■ **Exercise prompt**:
Looking at the listing below, retype exactly the lines starting at the one containing "Please point out the smartphone" and ending at the one containing "Please point out the hand holding sign", both included, and nothing else.

----------------

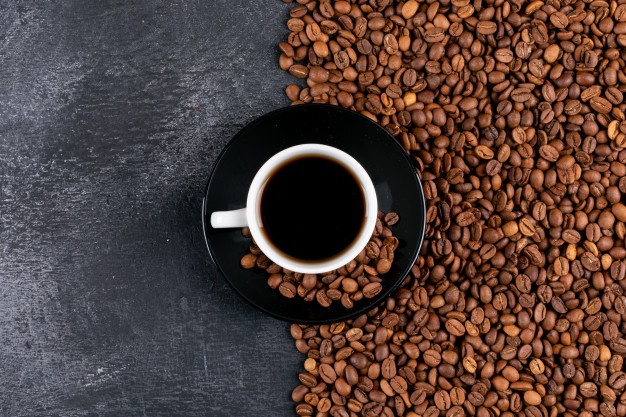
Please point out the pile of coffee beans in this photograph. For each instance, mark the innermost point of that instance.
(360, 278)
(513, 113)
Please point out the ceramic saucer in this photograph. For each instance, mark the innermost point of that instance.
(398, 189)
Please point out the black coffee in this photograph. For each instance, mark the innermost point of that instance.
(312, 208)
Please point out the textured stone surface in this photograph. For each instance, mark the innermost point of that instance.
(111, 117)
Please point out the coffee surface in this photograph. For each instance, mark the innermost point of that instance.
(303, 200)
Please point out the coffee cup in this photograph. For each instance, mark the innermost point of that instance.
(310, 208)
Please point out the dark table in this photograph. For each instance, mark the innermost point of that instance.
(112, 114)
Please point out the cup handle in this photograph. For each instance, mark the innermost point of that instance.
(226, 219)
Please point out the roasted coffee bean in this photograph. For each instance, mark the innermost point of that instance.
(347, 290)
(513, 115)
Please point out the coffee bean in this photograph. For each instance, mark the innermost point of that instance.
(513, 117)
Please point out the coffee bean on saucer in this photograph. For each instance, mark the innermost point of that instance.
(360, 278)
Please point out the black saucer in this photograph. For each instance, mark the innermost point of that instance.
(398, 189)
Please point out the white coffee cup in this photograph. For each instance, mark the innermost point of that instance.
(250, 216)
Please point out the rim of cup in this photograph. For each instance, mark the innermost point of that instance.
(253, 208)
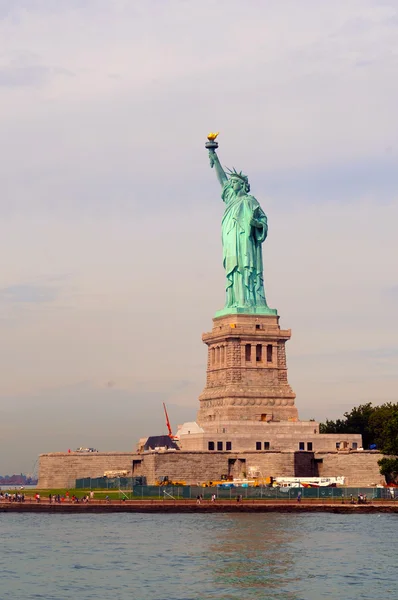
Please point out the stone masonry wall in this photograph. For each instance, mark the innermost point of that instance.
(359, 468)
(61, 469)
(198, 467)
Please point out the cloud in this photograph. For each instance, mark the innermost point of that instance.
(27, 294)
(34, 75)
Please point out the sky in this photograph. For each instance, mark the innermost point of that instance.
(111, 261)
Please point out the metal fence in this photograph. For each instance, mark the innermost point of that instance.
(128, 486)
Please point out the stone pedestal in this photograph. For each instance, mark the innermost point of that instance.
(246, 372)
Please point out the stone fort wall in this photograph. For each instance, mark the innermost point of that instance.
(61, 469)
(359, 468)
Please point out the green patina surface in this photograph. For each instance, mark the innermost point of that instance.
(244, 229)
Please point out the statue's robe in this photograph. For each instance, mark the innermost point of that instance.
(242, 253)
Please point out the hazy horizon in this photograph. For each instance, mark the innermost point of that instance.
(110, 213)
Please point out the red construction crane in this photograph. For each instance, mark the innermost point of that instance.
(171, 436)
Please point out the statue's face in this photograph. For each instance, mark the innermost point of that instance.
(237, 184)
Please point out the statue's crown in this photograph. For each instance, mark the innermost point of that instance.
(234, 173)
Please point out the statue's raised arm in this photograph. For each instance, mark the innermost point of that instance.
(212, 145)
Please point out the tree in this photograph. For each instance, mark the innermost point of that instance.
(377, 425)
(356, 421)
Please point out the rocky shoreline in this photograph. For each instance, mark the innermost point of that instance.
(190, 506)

----------------

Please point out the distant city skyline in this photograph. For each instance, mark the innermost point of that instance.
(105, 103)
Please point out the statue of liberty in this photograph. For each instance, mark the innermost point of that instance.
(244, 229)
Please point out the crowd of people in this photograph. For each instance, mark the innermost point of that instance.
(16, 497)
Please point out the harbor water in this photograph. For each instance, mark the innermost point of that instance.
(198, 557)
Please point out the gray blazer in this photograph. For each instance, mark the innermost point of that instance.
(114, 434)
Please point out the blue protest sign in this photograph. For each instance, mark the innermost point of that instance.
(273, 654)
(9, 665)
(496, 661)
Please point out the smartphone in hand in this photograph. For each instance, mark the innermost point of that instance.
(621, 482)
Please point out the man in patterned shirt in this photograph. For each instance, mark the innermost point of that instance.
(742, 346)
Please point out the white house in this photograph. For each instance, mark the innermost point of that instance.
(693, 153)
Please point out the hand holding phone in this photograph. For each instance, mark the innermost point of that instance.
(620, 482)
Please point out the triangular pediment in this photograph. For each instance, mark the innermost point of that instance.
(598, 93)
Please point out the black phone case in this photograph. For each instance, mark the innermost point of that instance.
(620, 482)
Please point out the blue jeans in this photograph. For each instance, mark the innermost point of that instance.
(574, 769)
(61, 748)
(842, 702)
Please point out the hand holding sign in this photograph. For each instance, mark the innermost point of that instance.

----------------

■ **Answer box**:
Please point out the smartphone in hand in this photograph. For each instance, mark the innermost point of that instance.
(621, 482)
Please point out the man in patterned shirt in this photograph. For each instance, mark the innermost point of that instance.
(742, 346)
Please point out the white house in this photograph. For each instance, mark the innermost point of that instance.
(693, 153)
Please point out the hand holding phone in this photograph. For each instance, mark the innermost point of that instance.
(620, 482)
Please point out the triangular pediment in this photograph. For each instance, mark the innermost point of that instance.
(598, 93)
Please point out the black phone case in this photograph. For each instance, mark the innermost point of that instance.
(620, 482)
Please point out the blue jeans in this photograph. For each instance, mark the innermost point of that instance.
(574, 769)
(61, 748)
(842, 702)
Please point out the hand holding sign in this photograph. For each instance, mark the innermost point of that instance.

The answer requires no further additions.